Lembaga Kajian Ekologi dan Konservasi Lahan Basah (Ecoton) meneliti kandungan mikroplastik di Perairan Timur Surabaya. Baik di Kenjeran maupun di Gunung Anyar.
Di wilayah Kenjeran, Ecoton menemukan, dari 100 liter air laut di wilayah Kenjeran sampai Tambak Wedi yang menjadi sampel, kandungan mikroplastik mencapai 195 hingga 598 partikel.
Sedangkan di wilayah Gunung Anyar, Ecoton menemukan jumlah mikroplastik yang relatif lebih sedikit. Yakni antara 89-124 partikel per 100 liter air yang menjadi sampel.
“Kondisi ini mengkhawatirkan. Kawasan Pesisir Timur Surabaya adalah daerah tangkapan ikan bagi nelayan,” kata Eka Chlara Budiarti Peneliti Mikroplastik Ecoton, Jumat (11/12/2020).
Selain kandungan mikroplastik di air laut, Chlara mengatakan, timnya juga menemukan adanya kontaminasi pada sedimen, kerang, dan udang di kawasan Timur Surabaya.
Menurut penelitian mereka, kerang hijau di Kenjeran dan Tambak Wedi telah terkontaminasi mikroplastik sebesar 10-20 partikel setiap ekornya.

SOAL DAN TUGAS:
[a] Ambil dari teks tentang mikroplastik di Surabaya bagian di antara "Lembaga Kajian Ekologi" dan "Ecoton, Jumat (11/12/2020).", termasuk kedua ujungnya, tanpa mengubah satu kata pun.
[b] Tuliskan lanjutan teks tentang mikroplastik di Surabaya, dimulai sesudah kalimat terakhir yang tertera.

DATA YANG DIBERIKAN:
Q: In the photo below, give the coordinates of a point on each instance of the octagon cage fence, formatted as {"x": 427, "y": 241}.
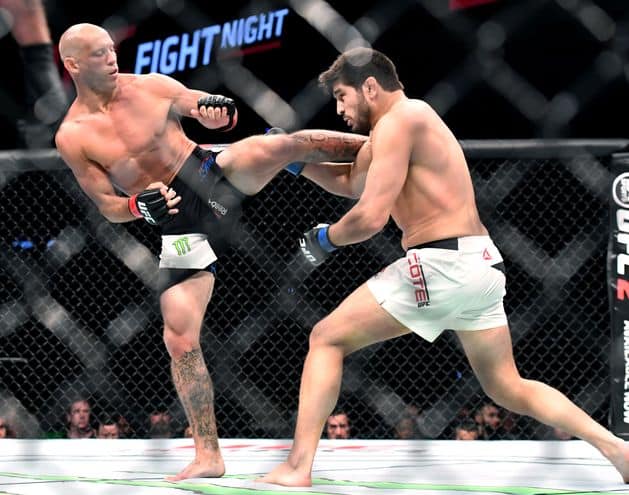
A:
{"x": 79, "y": 317}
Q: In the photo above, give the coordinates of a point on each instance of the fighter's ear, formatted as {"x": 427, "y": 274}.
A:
{"x": 370, "y": 86}
{"x": 71, "y": 64}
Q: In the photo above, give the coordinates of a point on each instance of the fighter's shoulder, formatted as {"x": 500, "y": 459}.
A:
{"x": 72, "y": 124}
{"x": 407, "y": 113}
{"x": 155, "y": 82}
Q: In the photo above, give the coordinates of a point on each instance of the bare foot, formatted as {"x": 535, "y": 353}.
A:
{"x": 620, "y": 460}
{"x": 286, "y": 475}
{"x": 201, "y": 469}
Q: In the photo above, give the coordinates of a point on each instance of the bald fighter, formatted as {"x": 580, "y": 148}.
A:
{"x": 123, "y": 132}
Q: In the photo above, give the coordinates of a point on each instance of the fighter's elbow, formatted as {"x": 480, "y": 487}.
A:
{"x": 372, "y": 224}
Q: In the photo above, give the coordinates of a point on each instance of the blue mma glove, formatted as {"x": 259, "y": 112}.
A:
{"x": 219, "y": 101}
{"x": 315, "y": 244}
{"x": 294, "y": 168}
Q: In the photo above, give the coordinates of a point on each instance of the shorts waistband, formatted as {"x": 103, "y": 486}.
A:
{"x": 452, "y": 243}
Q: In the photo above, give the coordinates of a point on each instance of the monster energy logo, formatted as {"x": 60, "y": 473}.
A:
{"x": 182, "y": 246}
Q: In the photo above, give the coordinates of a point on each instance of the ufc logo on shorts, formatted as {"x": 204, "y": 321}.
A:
{"x": 417, "y": 279}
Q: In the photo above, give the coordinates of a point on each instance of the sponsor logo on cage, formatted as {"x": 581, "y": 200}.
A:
{"x": 416, "y": 273}
{"x": 182, "y": 246}
{"x": 620, "y": 190}
{"x": 251, "y": 34}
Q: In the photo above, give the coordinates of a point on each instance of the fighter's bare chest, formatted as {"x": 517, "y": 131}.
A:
{"x": 125, "y": 132}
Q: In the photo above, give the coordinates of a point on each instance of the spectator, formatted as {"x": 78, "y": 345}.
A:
{"x": 6, "y": 431}
{"x": 124, "y": 427}
{"x": 467, "y": 429}
{"x": 160, "y": 424}
{"x": 487, "y": 418}
{"x": 108, "y": 429}
{"x": 338, "y": 425}
{"x": 78, "y": 420}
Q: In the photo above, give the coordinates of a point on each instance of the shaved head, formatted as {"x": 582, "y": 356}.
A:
{"x": 78, "y": 36}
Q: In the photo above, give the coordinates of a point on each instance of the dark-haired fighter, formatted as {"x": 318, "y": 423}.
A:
{"x": 413, "y": 170}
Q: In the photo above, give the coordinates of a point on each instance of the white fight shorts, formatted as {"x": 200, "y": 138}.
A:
{"x": 448, "y": 284}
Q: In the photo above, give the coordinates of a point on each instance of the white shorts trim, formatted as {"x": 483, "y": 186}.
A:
{"x": 188, "y": 251}
{"x": 431, "y": 289}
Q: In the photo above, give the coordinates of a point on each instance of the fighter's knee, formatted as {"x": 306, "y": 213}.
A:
{"x": 178, "y": 343}
{"x": 319, "y": 335}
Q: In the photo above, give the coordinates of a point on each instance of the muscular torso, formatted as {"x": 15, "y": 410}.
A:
{"x": 136, "y": 139}
{"x": 437, "y": 199}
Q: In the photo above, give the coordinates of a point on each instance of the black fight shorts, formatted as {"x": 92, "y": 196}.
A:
{"x": 209, "y": 211}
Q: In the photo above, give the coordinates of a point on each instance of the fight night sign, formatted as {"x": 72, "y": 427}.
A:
{"x": 618, "y": 285}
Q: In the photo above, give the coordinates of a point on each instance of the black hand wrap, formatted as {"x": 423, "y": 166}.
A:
{"x": 218, "y": 101}
{"x": 315, "y": 244}
{"x": 150, "y": 205}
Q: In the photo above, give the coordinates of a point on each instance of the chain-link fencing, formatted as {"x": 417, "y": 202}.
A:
{"x": 79, "y": 316}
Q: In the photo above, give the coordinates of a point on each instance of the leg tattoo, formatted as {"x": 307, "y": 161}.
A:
{"x": 323, "y": 146}
{"x": 194, "y": 386}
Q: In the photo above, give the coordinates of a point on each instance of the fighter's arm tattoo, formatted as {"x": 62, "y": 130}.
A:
{"x": 323, "y": 146}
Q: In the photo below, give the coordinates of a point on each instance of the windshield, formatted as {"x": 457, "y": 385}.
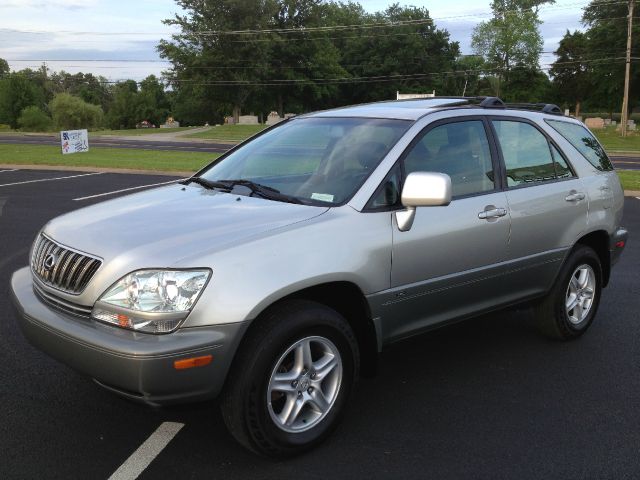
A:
{"x": 314, "y": 160}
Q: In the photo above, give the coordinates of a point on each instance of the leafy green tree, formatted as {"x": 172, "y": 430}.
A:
{"x": 606, "y": 34}
{"x": 90, "y": 88}
{"x": 571, "y": 72}
{"x": 124, "y": 108}
{"x": 4, "y": 68}
{"x": 33, "y": 119}
{"x": 197, "y": 57}
{"x": 407, "y": 58}
{"x": 527, "y": 85}
{"x": 17, "y": 92}
{"x": 511, "y": 37}
{"x": 152, "y": 102}
{"x": 71, "y": 112}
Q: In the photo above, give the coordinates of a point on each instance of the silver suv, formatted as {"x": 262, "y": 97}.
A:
{"x": 275, "y": 275}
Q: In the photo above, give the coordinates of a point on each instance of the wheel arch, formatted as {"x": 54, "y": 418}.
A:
{"x": 598, "y": 240}
{"x": 347, "y": 299}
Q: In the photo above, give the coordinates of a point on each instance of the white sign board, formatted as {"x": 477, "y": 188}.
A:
{"x": 74, "y": 141}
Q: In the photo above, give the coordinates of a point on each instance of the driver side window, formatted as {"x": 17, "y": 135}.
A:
{"x": 459, "y": 149}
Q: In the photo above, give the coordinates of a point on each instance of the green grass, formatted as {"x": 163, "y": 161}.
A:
{"x": 140, "y": 131}
{"x": 612, "y": 141}
{"x": 630, "y": 179}
{"x": 229, "y": 133}
{"x": 105, "y": 158}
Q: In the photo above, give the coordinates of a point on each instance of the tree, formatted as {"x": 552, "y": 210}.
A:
{"x": 197, "y": 57}
{"x": 17, "y": 92}
{"x": 152, "y": 102}
{"x": 606, "y": 34}
{"x": 4, "y": 68}
{"x": 511, "y": 37}
{"x": 123, "y": 110}
{"x": 70, "y": 112}
{"x": 571, "y": 71}
{"x": 33, "y": 119}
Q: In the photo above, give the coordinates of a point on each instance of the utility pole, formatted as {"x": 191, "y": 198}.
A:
{"x": 625, "y": 100}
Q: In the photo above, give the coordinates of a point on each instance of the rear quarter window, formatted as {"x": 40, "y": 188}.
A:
{"x": 584, "y": 141}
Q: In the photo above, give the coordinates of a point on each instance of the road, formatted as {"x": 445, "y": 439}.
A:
{"x": 118, "y": 142}
{"x": 185, "y": 145}
{"x": 487, "y": 398}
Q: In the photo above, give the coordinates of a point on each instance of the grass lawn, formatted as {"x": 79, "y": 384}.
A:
{"x": 612, "y": 141}
{"x": 630, "y": 179}
{"x": 139, "y": 131}
{"x": 229, "y": 133}
{"x": 105, "y": 158}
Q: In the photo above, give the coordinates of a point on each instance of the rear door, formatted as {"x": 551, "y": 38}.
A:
{"x": 546, "y": 200}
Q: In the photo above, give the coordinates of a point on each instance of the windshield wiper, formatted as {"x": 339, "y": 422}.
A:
{"x": 263, "y": 190}
{"x": 205, "y": 183}
{"x": 227, "y": 185}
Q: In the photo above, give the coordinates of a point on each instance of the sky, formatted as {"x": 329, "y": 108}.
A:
{"x": 117, "y": 38}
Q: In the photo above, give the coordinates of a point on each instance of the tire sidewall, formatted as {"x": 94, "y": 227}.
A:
{"x": 317, "y": 321}
{"x": 582, "y": 255}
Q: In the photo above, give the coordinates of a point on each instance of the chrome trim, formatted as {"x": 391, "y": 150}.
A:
{"x": 62, "y": 305}
{"x": 73, "y": 270}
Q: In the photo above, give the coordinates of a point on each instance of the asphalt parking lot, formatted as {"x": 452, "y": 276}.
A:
{"x": 487, "y": 398}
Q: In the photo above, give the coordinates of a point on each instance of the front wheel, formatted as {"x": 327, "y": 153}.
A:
{"x": 291, "y": 379}
{"x": 571, "y": 305}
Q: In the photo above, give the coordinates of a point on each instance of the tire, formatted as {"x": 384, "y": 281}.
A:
{"x": 271, "y": 377}
{"x": 579, "y": 283}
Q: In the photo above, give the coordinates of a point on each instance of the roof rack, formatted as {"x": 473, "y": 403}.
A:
{"x": 496, "y": 102}
{"x": 540, "y": 107}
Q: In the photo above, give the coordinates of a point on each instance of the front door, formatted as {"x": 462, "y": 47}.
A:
{"x": 445, "y": 266}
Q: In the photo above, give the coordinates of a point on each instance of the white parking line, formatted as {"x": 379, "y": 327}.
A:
{"x": 124, "y": 190}
{"x": 144, "y": 455}
{"x": 50, "y": 179}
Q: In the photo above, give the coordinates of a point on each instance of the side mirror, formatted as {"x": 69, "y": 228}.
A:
{"x": 422, "y": 189}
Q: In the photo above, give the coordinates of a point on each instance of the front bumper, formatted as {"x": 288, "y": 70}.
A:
{"x": 137, "y": 365}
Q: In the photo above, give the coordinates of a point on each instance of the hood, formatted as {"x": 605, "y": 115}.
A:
{"x": 158, "y": 227}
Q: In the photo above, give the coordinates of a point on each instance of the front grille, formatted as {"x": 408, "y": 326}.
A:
{"x": 61, "y": 267}
{"x": 62, "y": 305}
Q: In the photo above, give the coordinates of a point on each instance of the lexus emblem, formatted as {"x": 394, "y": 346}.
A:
{"x": 50, "y": 261}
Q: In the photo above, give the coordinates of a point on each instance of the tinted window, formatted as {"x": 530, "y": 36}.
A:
{"x": 388, "y": 194}
{"x": 459, "y": 149}
{"x": 562, "y": 168}
{"x": 584, "y": 142}
{"x": 525, "y": 151}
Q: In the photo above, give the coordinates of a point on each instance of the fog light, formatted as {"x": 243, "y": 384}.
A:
{"x": 192, "y": 362}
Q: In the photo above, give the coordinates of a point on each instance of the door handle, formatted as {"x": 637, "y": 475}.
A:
{"x": 574, "y": 197}
{"x": 493, "y": 213}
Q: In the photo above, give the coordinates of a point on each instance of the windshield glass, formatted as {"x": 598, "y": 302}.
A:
{"x": 315, "y": 160}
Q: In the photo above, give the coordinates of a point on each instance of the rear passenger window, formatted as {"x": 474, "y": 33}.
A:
{"x": 562, "y": 168}
{"x": 584, "y": 142}
{"x": 459, "y": 149}
{"x": 526, "y": 153}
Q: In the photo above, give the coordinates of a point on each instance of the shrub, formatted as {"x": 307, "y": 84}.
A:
{"x": 70, "y": 112}
{"x": 32, "y": 119}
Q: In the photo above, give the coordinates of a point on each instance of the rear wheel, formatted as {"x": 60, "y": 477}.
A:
{"x": 569, "y": 309}
{"x": 291, "y": 379}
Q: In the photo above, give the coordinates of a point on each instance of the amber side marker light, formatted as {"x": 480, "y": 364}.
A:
{"x": 192, "y": 362}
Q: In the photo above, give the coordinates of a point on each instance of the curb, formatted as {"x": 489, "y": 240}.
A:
{"x": 98, "y": 169}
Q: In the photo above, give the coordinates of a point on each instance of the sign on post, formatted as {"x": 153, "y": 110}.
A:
{"x": 74, "y": 141}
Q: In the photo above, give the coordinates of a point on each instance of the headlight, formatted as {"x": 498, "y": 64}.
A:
{"x": 153, "y": 301}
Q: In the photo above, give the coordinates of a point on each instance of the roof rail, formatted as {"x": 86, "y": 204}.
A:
{"x": 491, "y": 102}
{"x": 549, "y": 108}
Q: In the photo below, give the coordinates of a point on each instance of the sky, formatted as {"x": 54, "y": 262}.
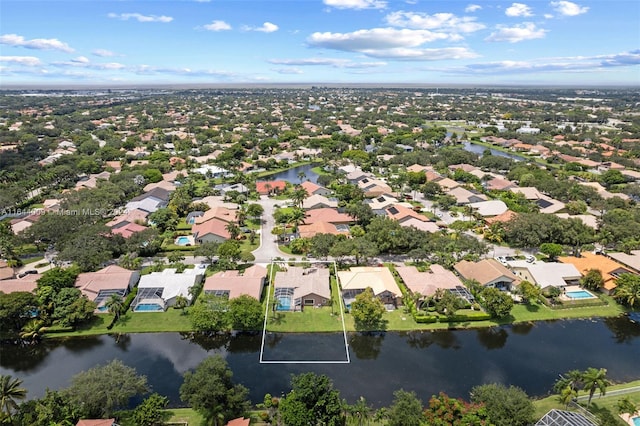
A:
{"x": 218, "y": 42}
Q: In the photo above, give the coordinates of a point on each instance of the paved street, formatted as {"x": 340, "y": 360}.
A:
{"x": 268, "y": 243}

DAFTAR JAWABAN:
[a]
Lembaga Kajian Ekologi dan Konservasi Lahan Basah (Ecoton) meneliti kandungan mikroplastik di Perairan Timur Surabaya. Baik di Kenjeran maupun di Gunung Anyar.
Di wilayah Kenjeran, Ecoton menemukan, dari 100 liter air laut di wilayah Kenjeran sampai Tambak Wedi yang menjadi sampel, kandungan mikroplastik mencapai 195 hingga 598 partikel.
Sedangkan di wilayah Gunung Anyar, Ecoton menemukan jumlah mikroplastik yang relatif lebih sedikit. Yakni antara 89-124 partikel per 100 liter air yang menjadi sampel.
“Kondisi ini mengkhawatirkan. Kawasan Pesisir Timur Surabaya adalah daerah tangkapan ikan bagi nelayan,” kata Eka Chlara Budiarti Peneliti Mikroplastik Ecoton, Jumat (11/12/2020).

[b]
“Jenis mikroplastik yang ditemukan dalam tubuh kerang adalah jenis fiber, fragmen, dan filament,” kata Mahasiswa Universitas Diponegoro Semarang itu dalam keterangan tertulis.
Chlara menduga mikroplastik di Pesisir Timur Surabaya berasal dari limbah cair yang terbawa dari pemukiman dan industri.
Umumnya, limbah ini mengalir di sepanjang daerah aliran sungai (DAS) Brantas yang kemudian terbawa sampai ke Pesisir Timur Surabaya.
“Selain itu, sampah plastik seperti tas kresek, sedotan, styrofoam, bungkus plastik, dan sachet di bantaran juga bisa menjadi mikroplastik,” ujarnya.
Bahan-bahan plastik itu terbawa aliran sungai lalu terpapar sinar matahari sehingga terdegradasi menjadi serpihan plastik kecil yang dikenal mikroplastik.
Chlara bilang, sebanyak 80 persen sampah di laut memang berasal dari sungai. Berdasarkan data penelitiannya, sebanyak 42 persen sampah di sungai adalah sampah plastik.
Dia melakukan penelitian itu bersama Anisa Ayudiah Mahasiswi Universitas Hang Tuah Surabaya.
Menurut mereka, temuan mikroplastik di Kenjeran dan Gunung Anyar itu kemungkinan besar adalah akumulasi kontaminan dari Sungai Kali Surabaya.
“Nelayan menangkap ikan, udang, kepiting, dan kerang di Pamurbaya. Maka temuan kontaminasi mikroplastik ini ancaman baru bagi kesehatan manusia yang mengkonsumsi hasil laut Pamurbaya,” kata Chlara.
Untuk mengendalikan kontaminasi mikroplastik, mereka sarankan pemerintah punya kebijakan melarang pemakaian plastik sekali pakai seperti tas kresek, sachet, sedotan, atau styrofoam.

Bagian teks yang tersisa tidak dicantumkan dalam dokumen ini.